*The problem*
Can you put every line of the records below into a Markdown table with the columns "Row" and "Line," numbering the rows and leaving out blank lines and pictures?
=== Given information ===
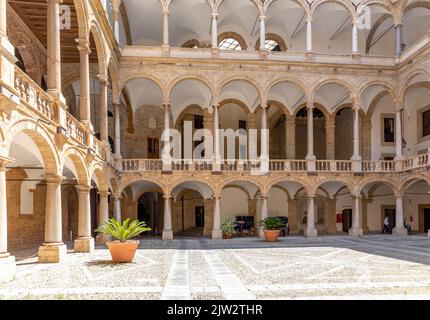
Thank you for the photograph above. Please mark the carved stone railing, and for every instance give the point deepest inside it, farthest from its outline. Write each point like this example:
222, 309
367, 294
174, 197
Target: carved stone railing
333, 166
76, 129
33, 96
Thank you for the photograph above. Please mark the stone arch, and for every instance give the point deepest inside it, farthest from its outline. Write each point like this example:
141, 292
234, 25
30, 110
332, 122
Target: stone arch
234, 35
78, 160
43, 141
340, 82
346, 4
410, 180
98, 171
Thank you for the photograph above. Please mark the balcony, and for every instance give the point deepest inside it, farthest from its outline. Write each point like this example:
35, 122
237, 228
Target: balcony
296, 166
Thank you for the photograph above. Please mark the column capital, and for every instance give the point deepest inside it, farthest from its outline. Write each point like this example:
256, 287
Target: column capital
51, 178
4, 161
84, 47
83, 188
104, 194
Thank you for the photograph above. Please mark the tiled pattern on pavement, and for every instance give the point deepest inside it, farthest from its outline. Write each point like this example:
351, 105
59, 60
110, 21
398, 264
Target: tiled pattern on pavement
328, 267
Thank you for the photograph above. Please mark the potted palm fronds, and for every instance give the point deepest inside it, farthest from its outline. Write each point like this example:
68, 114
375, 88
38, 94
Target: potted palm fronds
272, 228
123, 249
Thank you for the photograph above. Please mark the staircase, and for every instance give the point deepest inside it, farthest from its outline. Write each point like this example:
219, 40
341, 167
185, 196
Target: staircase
192, 232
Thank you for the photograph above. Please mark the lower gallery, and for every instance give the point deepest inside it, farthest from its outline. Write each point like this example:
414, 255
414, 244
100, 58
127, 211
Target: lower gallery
88, 89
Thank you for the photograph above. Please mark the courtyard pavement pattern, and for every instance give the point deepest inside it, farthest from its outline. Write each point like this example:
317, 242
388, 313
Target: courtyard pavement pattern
328, 267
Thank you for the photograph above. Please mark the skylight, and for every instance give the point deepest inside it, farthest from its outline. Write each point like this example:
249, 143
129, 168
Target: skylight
229, 44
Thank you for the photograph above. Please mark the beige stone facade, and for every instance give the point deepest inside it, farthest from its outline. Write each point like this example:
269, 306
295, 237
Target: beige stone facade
81, 126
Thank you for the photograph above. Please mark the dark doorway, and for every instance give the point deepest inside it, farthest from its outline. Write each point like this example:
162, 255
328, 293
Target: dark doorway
391, 214
346, 220
426, 219
200, 216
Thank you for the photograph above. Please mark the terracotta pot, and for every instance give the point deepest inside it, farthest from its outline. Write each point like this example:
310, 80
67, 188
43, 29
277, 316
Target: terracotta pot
271, 235
122, 252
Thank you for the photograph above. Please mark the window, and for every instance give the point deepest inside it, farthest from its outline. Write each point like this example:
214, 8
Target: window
230, 44
272, 45
153, 148
198, 122
426, 123
389, 129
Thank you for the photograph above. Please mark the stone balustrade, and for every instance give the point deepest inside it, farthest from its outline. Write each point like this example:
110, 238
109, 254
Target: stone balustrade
334, 166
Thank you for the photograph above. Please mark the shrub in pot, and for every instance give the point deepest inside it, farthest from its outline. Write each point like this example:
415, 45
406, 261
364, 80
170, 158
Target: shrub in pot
272, 228
123, 249
228, 228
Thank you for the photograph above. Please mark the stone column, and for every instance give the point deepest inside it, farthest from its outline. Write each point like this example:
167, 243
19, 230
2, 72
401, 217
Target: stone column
400, 229
7, 262
217, 142
309, 35
165, 14
330, 127
167, 229
217, 232
290, 139
264, 213
399, 36
85, 241
166, 157
53, 249
331, 209
293, 216
310, 230
355, 37
117, 120
364, 224
103, 110
117, 207
214, 30
84, 100
356, 230
116, 13
262, 33
54, 50
103, 215
399, 136
3, 18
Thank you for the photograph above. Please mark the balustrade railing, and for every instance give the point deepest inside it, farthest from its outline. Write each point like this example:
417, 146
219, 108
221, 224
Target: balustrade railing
33, 96
335, 166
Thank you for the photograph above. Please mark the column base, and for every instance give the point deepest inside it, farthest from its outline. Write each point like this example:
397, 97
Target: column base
52, 253
101, 239
7, 267
402, 231
355, 232
84, 245
216, 234
261, 233
310, 233
167, 235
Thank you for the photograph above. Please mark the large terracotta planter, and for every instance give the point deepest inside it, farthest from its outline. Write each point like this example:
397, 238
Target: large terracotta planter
271, 235
122, 252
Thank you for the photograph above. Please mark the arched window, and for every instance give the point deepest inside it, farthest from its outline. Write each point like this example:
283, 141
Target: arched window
229, 44
272, 45
20, 63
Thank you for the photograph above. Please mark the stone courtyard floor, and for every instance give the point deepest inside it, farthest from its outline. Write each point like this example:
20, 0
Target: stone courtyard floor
329, 267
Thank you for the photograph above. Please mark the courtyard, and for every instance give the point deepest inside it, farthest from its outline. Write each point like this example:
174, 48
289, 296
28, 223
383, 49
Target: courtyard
328, 267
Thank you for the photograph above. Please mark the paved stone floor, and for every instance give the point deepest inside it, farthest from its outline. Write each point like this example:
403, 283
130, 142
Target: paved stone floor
329, 267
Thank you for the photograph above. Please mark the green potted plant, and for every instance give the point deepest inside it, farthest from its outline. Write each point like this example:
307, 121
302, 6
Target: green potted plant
123, 249
272, 228
228, 228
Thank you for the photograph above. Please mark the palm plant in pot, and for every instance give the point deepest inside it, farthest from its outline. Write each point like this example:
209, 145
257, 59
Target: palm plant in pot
228, 228
123, 249
272, 228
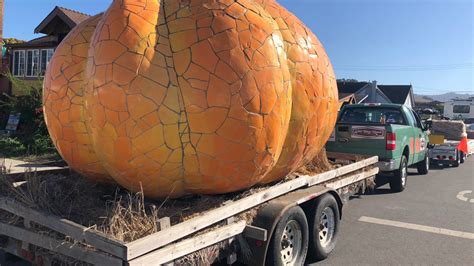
===
*Full answer*
| Row | Line |
|---|---|
| 1 | Thank you for the photograph above. Please mark the carved stone railing, and for every instance give the point deepest inside it, farthest from its outline. Write each point like this example: |
| 2 | 222, 309 |
| 3 | 367, 294 |
| 4 | 174, 197 |
| 5 | Target: carved stone railing |
| 6 | 333, 166 |
| 7 | 76, 129 |
| 8 | 33, 96 |
| 9 | Thank you for the photograph above. Please mark the stone arch, and for every instance give the point deepest inside it, farthest from its outline. Write each point like this example: |
| 10 | 141, 292 |
| 11 | 234, 25 |
| 12 | 30, 110 |
| 13 | 332, 122 |
| 14 | Target: stone arch |
| 15 | 234, 35 |
| 16 | 78, 160 |
| 17 | 43, 141 |
| 18 | 340, 82 |
| 19 | 346, 4 |
| 20 | 410, 180 |
| 21 | 98, 171 |
| 22 | Thank you for the photograph above. Please mark the balcony, and for every instance give the point deepest inside it, farthest from its outline. Write each point like this example: |
| 23 | 35, 122 |
| 24 | 237, 228 |
| 25 | Target: balcony |
| 26 | 296, 166 |
| 27 | Thank you for the photograph above. Please mark the column capital, and for every instance give the point deepest inside it, farthest from its outline. Write each point like this example: |
| 28 | 256, 287 |
| 29 | Target: column capital |
| 30 | 51, 178 |
| 31 | 4, 161 |
| 32 | 84, 47 |
| 33 | 83, 188 |
| 34 | 104, 194 |
| 35 | Thank you for the photograph above. Please mark the tiled pattern on pavement, and for every instance give the point deepest inside it, farthest from its outline. Write each point like this example: |
| 36 | 351, 105 |
| 37 | 59, 60 |
| 38 | 110, 21 |
| 39 | 398, 264 |
| 40 | Target: tiled pattern on pavement |
| 41 | 328, 267 |
| 42 | Thank you for the photograph above. Please mark the potted palm fronds, and for every instance give the point deepest inside it, farthest from its outline. Write each point like this example: |
| 43 | 68, 114 |
| 44 | 375, 88 |
| 45 | 38, 94 |
| 46 | Target: potted palm fronds |
| 47 | 272, 228 |
| 48 | 123, 249 |
| 49 | Thank you for the photograph above. Please mark the staircase, and for every instance give the point deepest inside it, farthest from its outline. Write each point like this example: |
| 50 | 219, 40 |
| 51 | 341, 167 |
| 52 | 185, 196 |
| 53 | Target: staircase |
| 54 | 192, 232 |
| 55 | Thank you for the photograph above. Please mark the lower gallery, and for every instance give the point deepest inside it, farthest from its outline. Write each point like this example: |
| 56 | 414, 255 |
| 57 | 414, 244 |
| 58 | 100, 58 |
| 59 | 127, 211 |
| 60 | Target: lower gallery |
| 61 | 88, 89 |
| 62 | Thank you for the photograph above. Please mark the courtyard pavement pattern, and for every instance give the point deepest inside it, farthest from its outline. Write each point like this example: |
| 63 | 317, 242 |
| 64 | 388, 313 |
| 65 | Target: courtyard pavement pattern |
| 66 | 328, 267 |
| 67 | Thank you for the photograph above. Please mark the skylight, and for every instance give the point deepest inside it, farthest from its outline. Write each point like this example: |
| 68 | 249, 143 |
| 69 | 129, 168 |
| 70 | Target: skylight |
| 71 | 229, 44 |
| 72 | Thank you for the photograph above. Please mark the beige stone facade, and for every instance give the point deepest inside it, farthest from its outline. Write each point like this example: |
| 73 | 269, 306 |
| 74 | 295, 237 |
| 75 | Target: beige stone facade |
| 76 | 81, 126 |
| 77 | Thank you for the photograph above. Please mark the dark doorway, and for every instance give the point deepest inside it, farthest from its outline. Write each point like this example: |
| 78 | 162, 255 |
| 79 | 328, 293 |
| 80 | Target: dark doorway |
| 81 | 391, 214 |
| 82 | 346, 220 |
| 83 | 426, 219 |
| 84 | 200, 216 |
| 85 | Thank you for the photograph above. Please mark the terracotta pot, and for every instance give the point deepest inside it, farthest from its outline. Write each point like this example: |
| 86 | 310, 80 |
| 87 | 67, 188 |
| 88 | 43, 29 |
| 89 | 277, 316 |
| 90 | Target: terracotta pot |
| 91 | 271, 235 |
| 92 | 122, 252 |
| 93 | Thank you for the photograph above. Please mark the window, and for every instance give the point deepest inside it, farthest from its outline. Write each point like this example: |
| 94 | 214, 8 |
| 95 | Target: window |
| 96 | 230, 44 |
| 97 | 272, 45 |
| 98 | 153, 148 |
| 99 | 198, 122 |
| 100 | 426, 123 |
| 101 | 389, 129 |
| 102 | Thank you for the photograph above. Please mark the stone balustrade, and for every instance give the point deepest inside it, farthest from its outline. Write each point like this example: |
| 103 | 110, 238 |
| 104 | 109, 254 |
| 105 | Target: stone balustrade |
| 106 | 334, 166 |
| 107 | Thank you for the photograph above. Please mark the shrub in pot, and for every instance give the point deepest inside it, farthest from its outline. Write each point like this example: |
| 108 | 415, 45 |
| 109 | 406, 261 |
| 110 | 364, 80 |
| 111 | 170, 158 |
| 112 | Target: shrub in pot |
| 113 | 272, 228 |
| 114 | 123, 249 |
| 115 | 228, 228 |
| 116 | Thank you for the photograph above. Please mark the stone column, and for every instance give the point deepest inside it, farthest from its outline. Write each point like this example: |
| 117 | 167, 243 |
| 118 | 19, 230 |
| 119 | 2, 72 |
| 120 | 401, 217 |
| 121 | Target: stone column |
| 122 | 400, 229 |
| 123 | 7, 262 |
| 124 | 217, 142 |
| 125 | 309, 35 |
| 126 | 165, 14 |
| 127 | 330, 127 |
| 128 | 167, 229 |
| 129 | 217, 232 |
| 130 | 290, 139 |
| 131 | 264, 213 |
| 132 | 399, 36 |
| 133 | 85, 241 |
| 134 | 166, 157 |
| 135 | 53, 249 |
| 136 | 331, 209 |
| 137 | 293, 216 |
| 138 | 310, 230 |
| 139 | 355, 37 |
| 140 | 117, 120 |
| 141 | 364, 224 |
| 142 | 103, 110 |
| 143 | 117, 207 |
| 144 | 214, 30 |
| 145 | 84, 100 |
| 146 | 356, 230 |
| 147 | 116, 13 |
| 148 | 262, 33 |
| 149 | 54, 50 |
| 150 | 103, 215 |
| 151 | 399, 136 |
| 152 | 3, 18 |
| 153 | Thank you for the photograph above. Please mark the balustrade railing, and for every instance give the point deepest inside it, farthest from its outline. Write each point like this example: |
| 154 | 417, 146 |
| 155 | 219, 108 |
| 156 | 221, 224 |
| 157 | Target: balustrade railing |
| 158 | 33, 96 |
| 159 | 335, 166 |
| 160 | Thank you for the photograph above. Please mark the column base, and for every instance give the point deepest inside it, farthest from its outline. Write each point like this example: |
| 161 | 397, 97 |
| 162 | Target: column base |
| 163 | 52, 253 |
| 164 | 101, 239 |
| 165 | 7, 267 |
| 166 | 402, 231 |
| 167 | 355, 232 |
| 168 | 84, 245 |
| 169 | 216, 234 |
| 170 | 261, 233 |
| 171 | 310, 233 |
| 172 | 167, 235 |
| 173 | Thank you for the photograph above. Please mark the large terracotta planter, and for every instance give the point deepest inside it, farthest from its outline. Write each point like this example: |
| 174 | 397, 238 |
| 175 | Target: large terracotta planter |
| 176 | 271, 235 |
| 177 | 122, 252 |
| 178 | Thank you for the photograph above. Please mark the arched window, and for every instance give the point deepest inside it, farthest from its outline. Write each point like this example: |
| 179 | 283, 141 |
| 180 | Target: arched window |
| 181 | 229, 44 |
| 182 | 272, 45 |
| 183 | 20, 63 |
| 184 | Thank you for the photograph above. Please mark the stone courtyard floor, and for every instance give the point deepest inside it, farthest from its outline. Write each point like this example: |
| 185 | 20, 0 |
| 186 | Target: stone courtyard floor |
| 187 | 329, 267 |
| 188 | Thank you for the photograph above. Please mark the courtyard, and for every instance give the point deepest inside it, farthest from its outline. Write each point like this example: |
| 189 | 174, 48 |
| 190 | 289, 296 |
| 191 | 28, 223 |
| 192 | 383, 49 |
| 193 | Target: courtyard |
| 194 | 328, 267 |
| 195 | Thank you for the photograph above. Please mark the paved stone floor, and for every instance give the point deepest inside it, farthest from its outline. Write each point like this example: |
| 196 | 403, 283 |
| 197 | 130, 142 |
| 198 | Target: paved stone floor |
| 199 | 329, 267 |
| 200 | Thank you for the photograph above. Please mark the green potted plant, and for every instance give the point deepest inside it, farthest from its outline. Write each point like this example: |
| 201 | 307, 121 |
| 202 | 302, 6 |
| 203 | Target: green potted plant |
| 204 | 123, 249 |
| 205 | 272, 228 |
| 206 | 228, 228 |
| 207 | Thank you for the photograph above. Please mark the palm plant in pot, and for every instance give the point deepest inside it, farthest from its outline. Write each point like this example: |
| 208 | 209, 145 |
| 209 | 257, 59 |
| 210 | Target: palm plant in pot |
| 211 | 228, 228 |
| 212 | 123, 249 |
| 213 | 272, 228 |